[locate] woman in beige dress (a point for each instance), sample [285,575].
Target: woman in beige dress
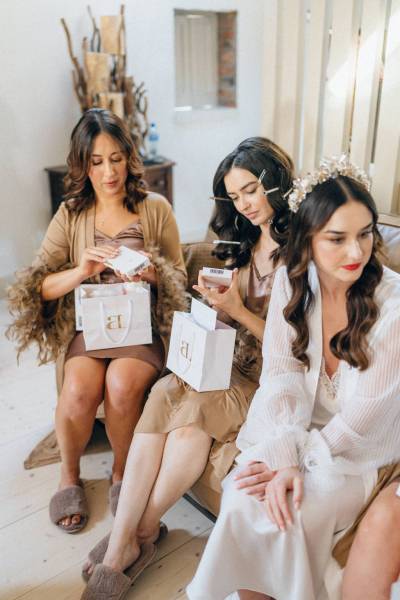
[106,205]
[182,430]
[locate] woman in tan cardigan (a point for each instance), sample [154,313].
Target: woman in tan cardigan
[106,205]
[182,432]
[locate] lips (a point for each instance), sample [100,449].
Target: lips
[251,215]
[352,267]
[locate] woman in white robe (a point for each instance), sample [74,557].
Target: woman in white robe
[327,412]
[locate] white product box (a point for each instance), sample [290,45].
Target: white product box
[128,262]
[216,277]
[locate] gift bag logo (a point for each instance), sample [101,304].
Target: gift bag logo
[114,322]
[185,351]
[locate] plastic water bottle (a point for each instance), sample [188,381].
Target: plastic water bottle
[153,140]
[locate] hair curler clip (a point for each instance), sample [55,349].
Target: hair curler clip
[262,175]
[266,192]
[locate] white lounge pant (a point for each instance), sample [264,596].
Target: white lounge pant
[247,551]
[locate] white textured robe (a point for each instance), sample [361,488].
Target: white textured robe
[339,459]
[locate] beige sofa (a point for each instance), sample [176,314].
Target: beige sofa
[197,255]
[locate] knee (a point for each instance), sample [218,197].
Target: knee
[78,401]
[383,516]
[123,394]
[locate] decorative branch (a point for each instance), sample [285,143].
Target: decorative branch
[78,74]
[96,33]
[134,98]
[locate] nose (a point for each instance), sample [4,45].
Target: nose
[355,251]
[242,204]
[108,168]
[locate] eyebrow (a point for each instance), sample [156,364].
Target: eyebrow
[112,153]
[243,187]
[342,232]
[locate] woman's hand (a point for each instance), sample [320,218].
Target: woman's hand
[285,480]
[92,259]
[255,478]
[222,298]
[149,274]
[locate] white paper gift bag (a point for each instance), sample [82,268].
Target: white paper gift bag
[201,349]
[112,321]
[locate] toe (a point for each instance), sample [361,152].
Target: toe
[76,519]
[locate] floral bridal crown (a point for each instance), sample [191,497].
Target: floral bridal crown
[330,168]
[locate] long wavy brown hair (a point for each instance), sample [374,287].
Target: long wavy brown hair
[79,193]
[253,154]
[314,212]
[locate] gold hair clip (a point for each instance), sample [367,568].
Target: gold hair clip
[266,192]
[225,242]
[219,198]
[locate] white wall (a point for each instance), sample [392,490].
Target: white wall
[38,107]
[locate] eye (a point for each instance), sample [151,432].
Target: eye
[252,190]
[365,234]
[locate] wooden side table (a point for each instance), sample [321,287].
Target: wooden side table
[158,177]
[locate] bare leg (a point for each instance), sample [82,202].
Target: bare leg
[184,458]
[248,595]
[142,467]
[374,560]
[127,381]
[80,396]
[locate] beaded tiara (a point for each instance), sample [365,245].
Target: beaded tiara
[330,168]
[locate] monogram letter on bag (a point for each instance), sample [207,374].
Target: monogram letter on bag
[114,322]
[184,349]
----------
WHAT YOU WILL DO
Copy every one of the lines above word for word, keeping their order. Leave the picture out of your copy.

COMPLETE RESPONSE
[locate] woman in beige dress (a point for each instance), sample [285,575].
Target: woman in beige dress
[106,205]
[182,430]
[locate] woman in tan cardigan (a point for each instance), sample [154,313].
Target: woman in tan cardigan
[106,205]
[182,432]
[locate] lips (a point for each instance), sample [100,449].
Target: lips
[251,215]
[352,267]
[locate] woman in white robe (a point for each instance), sample [74,557].
Target: woman in white robe
[327,412]
[locate] white product box (a point for each instance), sample [290,45].
Target: white product box
[128,262]
[216,277]
[locate] gift bag logo (a point for each instance), sample [101,304].
Target: gift bag logo
[114,322]
[185,351]
[locate] plastic water bottle (a point for each instance), sample [188,381].
Target: plastic water bottle
[153,140]
[locate] hair curler clip (a point for each instance), sample [55,349].
Target: hair curler clip
[262,175]
[266,192]
[locate] white lounge pant (a point for each instance), sample [264,596].
Target: white lounge pant
[247,551]
[locate] white textured robe (a point for each instance), sample [361,488].
Target: white textured robe
[339,459]
[locate] beige sofa (a point for each instance), sample [176,314].
Target: beige sofa
[197,255]
[locate] knee (a point for each instance), sample [218,197].
Target: knee
[78,401]
[383,516]
[123,394]
[locate] decorative branch (a point for each instance), sample [285,143].
Target: decorative branch
[78,74]
[96,33]
[134,98]
[locate] nose (a point for each instance), sample [4,45].
Target: nose
[355,251]
[242,204]
[108,168]
[locate] eyebrow (a point for each instance), sample [156,364].
Target: eyebrow
[112,153]
[243,187]
[342,232]
[locate] woman's hand (a point for each instance), sample [320,218].
Target: woman's hand
[285,480]
[92,259]
[255,478]
[222,298]
[149,274]
[locate] white paper gift bag (a point for each instance), sample [82,268].
Target: white paper gift bag
[201,349]
[112,321]
[locate] toe (a point for each instance), sample [361,152].
Target: toe
[76,519]
[locate] floral bridal crown (a point for each instance), sample [191,497].
Target: floral bridal crown
[330,168]
[locate] long wavy brown hair (a point for each instance), sample [374,287].
Target: long wavy brown hair
[79,193]
[253,154]
[314,212]
[locate] gold hair clip (a point for each instance), sample [367,568].
Target: gold hair clip
[266,192]
[225,242]
[219,198]
[locate] white wall (a point for each instance), sample [392,490].
Target: white wall
[38,107]
[locate] eye (a point for each instance), sample [151,432].
Target: eye
[252,190]
[365,234]
[locate] wooden side table (a point for each instance), sample [321,287].
Target: wooden side table
[158,177]
[locate] bare leg (a point for each instance), sample [82,202].
Target: bare leg
[184,458]
[248,595]
[142,467]
[374,560]
[127,381]
[80,396]
[locate] beaded tiara (a point for each instance), sample [365,245].
Target: beaded tiara
[330,168]
[locate] monogram letter on bag (a point for each instance), sample [207,374].
Target: monogram letter on bag
[114,322]
[184,349]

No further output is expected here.